======== Data in this exercise ========
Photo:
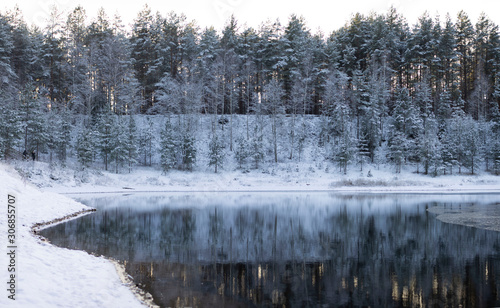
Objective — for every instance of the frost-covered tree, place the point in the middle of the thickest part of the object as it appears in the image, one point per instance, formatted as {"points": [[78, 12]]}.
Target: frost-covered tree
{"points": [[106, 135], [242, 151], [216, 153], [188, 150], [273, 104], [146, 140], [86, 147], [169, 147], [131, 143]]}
========
======== Data in this exercise ========
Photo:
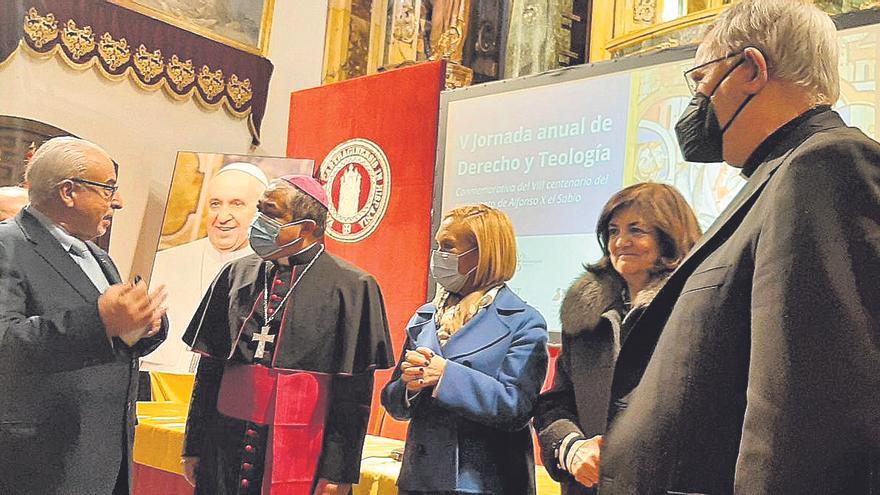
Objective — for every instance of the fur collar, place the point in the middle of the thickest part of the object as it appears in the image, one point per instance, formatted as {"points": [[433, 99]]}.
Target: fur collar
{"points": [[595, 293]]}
========
======== Data in this exercise ========
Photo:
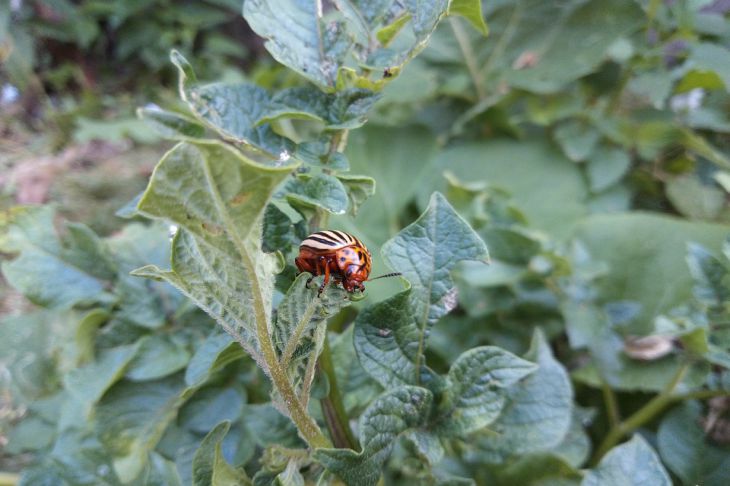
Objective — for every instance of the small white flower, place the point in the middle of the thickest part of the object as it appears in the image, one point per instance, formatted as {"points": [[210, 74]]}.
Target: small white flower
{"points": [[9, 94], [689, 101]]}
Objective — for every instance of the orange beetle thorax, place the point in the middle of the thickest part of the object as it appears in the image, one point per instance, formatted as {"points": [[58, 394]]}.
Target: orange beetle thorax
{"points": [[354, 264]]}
========
_Exercise goal_. Report each line above that includes the string "thickest".

_Solved problem_.
Objective — for every instance of the frost-covered tree, place the point in the middle of the thickest part of the object as it appears in the image, one point per instance, formatted as {"points": [[78, 12]]}.
Objective — for every instance of the fur collar, place the point in the middle of the thickest part of the object as it appears in the image, one point per instance, formatted as {"points": [[433, 99]]}.
Objective — for every instance of the small white flower, place the point in the middle of the thickest part of the object as it appears in the image, one point per instance, formatted as {"points": [[210, 74]]}.
Objective — for every instance of the orange beetle thorax, place the point in the middle of the thickest part of the object as it appears in the image, one point per instance, formatted as {"points": [[58, 394]]}.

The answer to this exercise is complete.